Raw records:
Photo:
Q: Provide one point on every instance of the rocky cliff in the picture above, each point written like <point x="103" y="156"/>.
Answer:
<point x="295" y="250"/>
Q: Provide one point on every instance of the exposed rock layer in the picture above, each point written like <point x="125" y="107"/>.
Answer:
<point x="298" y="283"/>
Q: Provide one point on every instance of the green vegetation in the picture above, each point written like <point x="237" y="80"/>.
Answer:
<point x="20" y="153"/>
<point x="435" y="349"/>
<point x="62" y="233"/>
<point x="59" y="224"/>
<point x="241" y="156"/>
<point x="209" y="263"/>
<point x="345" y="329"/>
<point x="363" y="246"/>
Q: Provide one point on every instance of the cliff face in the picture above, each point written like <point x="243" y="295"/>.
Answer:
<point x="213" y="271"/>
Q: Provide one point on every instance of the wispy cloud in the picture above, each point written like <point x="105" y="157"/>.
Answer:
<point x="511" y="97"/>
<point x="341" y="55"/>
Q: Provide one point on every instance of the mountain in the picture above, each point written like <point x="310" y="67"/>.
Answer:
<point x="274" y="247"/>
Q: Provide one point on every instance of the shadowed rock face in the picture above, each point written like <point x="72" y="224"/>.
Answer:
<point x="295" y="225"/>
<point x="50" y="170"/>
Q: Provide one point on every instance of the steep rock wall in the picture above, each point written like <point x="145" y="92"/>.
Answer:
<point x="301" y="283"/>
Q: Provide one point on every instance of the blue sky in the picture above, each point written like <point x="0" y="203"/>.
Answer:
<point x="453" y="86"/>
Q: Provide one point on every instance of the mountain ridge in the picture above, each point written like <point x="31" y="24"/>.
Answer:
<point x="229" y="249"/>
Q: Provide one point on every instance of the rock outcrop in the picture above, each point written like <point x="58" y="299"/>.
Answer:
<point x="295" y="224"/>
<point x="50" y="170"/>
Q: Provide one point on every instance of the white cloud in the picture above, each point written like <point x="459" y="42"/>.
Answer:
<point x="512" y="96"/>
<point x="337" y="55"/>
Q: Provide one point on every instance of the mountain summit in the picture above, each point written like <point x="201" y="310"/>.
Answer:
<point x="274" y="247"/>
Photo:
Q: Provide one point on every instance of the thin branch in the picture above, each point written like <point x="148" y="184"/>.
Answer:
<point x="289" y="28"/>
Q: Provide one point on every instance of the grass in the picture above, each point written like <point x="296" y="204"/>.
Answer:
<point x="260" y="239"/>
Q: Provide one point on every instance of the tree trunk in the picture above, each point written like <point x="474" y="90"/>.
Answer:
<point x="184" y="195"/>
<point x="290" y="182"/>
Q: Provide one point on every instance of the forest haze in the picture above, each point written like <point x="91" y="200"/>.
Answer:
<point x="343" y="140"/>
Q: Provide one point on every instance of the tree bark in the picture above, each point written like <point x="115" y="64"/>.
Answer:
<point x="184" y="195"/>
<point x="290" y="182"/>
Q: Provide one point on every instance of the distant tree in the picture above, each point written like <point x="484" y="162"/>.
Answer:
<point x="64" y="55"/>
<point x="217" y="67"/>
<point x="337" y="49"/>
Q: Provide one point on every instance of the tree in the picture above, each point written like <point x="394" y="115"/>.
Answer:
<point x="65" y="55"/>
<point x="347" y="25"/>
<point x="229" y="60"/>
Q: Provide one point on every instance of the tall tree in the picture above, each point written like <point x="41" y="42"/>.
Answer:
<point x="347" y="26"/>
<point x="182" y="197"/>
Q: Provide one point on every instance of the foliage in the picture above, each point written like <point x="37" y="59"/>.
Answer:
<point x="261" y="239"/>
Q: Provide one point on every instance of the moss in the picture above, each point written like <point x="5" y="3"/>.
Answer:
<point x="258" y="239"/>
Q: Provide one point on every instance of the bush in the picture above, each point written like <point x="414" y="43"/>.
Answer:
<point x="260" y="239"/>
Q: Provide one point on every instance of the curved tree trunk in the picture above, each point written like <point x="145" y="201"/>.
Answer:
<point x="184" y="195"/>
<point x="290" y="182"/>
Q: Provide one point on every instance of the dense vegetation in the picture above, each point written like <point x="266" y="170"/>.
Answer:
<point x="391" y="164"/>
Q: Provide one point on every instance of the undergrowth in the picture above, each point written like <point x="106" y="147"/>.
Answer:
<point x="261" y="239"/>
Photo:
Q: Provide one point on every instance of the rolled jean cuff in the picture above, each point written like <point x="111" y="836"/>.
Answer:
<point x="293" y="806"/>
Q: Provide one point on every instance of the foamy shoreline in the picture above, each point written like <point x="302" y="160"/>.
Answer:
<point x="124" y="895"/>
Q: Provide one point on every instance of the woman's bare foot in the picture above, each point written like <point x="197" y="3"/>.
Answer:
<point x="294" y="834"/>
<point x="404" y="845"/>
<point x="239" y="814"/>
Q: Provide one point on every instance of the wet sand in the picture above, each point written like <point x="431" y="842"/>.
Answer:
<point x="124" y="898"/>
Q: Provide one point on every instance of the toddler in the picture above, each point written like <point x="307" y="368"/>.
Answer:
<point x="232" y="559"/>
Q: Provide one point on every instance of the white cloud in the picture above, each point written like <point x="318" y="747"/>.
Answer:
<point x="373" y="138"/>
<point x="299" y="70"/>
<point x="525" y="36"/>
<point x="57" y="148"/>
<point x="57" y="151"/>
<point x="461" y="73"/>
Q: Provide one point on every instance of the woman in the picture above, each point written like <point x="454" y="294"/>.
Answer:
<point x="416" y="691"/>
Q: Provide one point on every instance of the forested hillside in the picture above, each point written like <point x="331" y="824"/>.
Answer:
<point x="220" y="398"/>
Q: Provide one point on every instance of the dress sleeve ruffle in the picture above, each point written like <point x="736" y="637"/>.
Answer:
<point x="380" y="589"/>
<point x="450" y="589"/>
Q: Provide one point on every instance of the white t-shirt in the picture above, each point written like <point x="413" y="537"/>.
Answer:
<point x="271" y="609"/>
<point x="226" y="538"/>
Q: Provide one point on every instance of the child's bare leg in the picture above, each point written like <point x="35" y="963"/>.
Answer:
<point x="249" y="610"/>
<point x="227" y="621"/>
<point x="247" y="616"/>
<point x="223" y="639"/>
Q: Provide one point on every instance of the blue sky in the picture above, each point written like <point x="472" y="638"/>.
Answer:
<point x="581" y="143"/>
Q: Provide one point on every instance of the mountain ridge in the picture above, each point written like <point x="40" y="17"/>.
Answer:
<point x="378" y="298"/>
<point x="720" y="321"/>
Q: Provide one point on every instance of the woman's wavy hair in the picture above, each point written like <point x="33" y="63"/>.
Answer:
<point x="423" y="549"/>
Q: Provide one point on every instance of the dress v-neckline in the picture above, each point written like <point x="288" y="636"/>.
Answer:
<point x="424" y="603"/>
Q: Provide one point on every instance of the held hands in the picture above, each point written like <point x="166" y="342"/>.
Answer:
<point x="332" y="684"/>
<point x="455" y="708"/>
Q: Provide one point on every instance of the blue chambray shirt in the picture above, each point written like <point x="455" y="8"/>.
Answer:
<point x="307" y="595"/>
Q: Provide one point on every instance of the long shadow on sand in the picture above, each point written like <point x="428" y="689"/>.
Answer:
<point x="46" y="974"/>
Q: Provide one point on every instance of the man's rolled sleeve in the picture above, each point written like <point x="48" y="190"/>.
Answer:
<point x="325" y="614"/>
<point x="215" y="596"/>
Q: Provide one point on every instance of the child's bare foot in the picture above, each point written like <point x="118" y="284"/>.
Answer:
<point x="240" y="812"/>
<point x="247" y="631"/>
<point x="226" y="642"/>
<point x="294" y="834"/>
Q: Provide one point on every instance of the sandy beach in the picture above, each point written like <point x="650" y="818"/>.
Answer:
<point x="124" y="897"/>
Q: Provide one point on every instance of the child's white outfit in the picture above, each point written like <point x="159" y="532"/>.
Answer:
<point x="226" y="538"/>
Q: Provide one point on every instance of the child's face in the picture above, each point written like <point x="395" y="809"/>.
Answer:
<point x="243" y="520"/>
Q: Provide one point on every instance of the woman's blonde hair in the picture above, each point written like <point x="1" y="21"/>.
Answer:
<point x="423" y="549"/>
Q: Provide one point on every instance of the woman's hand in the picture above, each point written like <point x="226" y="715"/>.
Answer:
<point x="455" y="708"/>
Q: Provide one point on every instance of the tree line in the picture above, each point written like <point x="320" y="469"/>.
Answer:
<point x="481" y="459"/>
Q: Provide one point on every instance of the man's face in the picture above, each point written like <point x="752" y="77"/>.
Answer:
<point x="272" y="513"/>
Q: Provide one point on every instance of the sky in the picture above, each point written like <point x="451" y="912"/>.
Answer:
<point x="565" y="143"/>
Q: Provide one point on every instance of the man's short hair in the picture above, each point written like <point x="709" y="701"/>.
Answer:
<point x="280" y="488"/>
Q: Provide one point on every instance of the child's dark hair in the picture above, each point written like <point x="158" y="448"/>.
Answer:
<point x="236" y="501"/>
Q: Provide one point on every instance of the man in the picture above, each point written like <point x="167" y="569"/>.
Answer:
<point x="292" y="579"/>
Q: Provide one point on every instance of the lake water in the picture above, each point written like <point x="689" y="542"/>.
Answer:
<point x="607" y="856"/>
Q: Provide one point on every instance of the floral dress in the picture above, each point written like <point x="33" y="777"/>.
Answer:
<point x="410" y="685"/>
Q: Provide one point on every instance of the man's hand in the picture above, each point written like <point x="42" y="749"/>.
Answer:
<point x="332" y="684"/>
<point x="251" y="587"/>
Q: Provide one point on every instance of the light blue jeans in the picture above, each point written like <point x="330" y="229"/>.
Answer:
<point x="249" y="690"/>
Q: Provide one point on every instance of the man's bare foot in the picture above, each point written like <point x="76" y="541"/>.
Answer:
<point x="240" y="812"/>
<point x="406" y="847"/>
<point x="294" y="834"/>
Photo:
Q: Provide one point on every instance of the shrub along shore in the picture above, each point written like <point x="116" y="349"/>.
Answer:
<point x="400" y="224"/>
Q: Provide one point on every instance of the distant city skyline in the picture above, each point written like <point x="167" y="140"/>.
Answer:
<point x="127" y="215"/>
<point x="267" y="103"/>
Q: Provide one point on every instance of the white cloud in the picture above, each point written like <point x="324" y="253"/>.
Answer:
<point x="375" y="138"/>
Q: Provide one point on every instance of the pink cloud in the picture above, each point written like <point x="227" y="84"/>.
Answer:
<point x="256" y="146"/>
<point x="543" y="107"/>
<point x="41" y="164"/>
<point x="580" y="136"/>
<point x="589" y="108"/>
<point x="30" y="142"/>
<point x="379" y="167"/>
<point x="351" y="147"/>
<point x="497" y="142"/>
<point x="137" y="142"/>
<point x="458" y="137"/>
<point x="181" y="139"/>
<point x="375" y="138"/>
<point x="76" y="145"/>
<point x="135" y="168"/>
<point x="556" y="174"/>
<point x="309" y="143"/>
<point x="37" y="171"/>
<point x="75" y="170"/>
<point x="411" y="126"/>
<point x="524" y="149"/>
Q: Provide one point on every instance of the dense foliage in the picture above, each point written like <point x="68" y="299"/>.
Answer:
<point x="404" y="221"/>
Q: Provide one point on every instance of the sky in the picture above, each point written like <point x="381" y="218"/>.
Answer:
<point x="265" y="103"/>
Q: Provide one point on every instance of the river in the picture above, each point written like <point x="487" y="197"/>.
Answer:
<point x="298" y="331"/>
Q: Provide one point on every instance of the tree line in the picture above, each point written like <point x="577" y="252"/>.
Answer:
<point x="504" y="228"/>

WHAT THE TASK ASKS:
Leave out every line before the one containing "Q: Provide one point on every instance of the dense foliage"; set down that line and all remaining lines of the material exactly.

PROBLEM SOLUTION:
Q: Provide one point on every instance of the dense foliage in the picture above, each point written like <point x="68" y="299"/>.
Answer:
<point x="404" y="221"/>
Q: Provide one point on every instance of the sky in the picture above, each point written like <point x="381" y="218"/>.
Answer:
<point x="265" y="103"/>
Q: Provide one point on every instance of the river in the picture above, each point written like <point x="487" y="197"/>.
Answer:
<point x="298" y="331"/>
Q: Provide one point on every instance of the tree line in the picture above, each point written like <point x="577" y="252"/>.
Answer:
<point x="504" y="228"/>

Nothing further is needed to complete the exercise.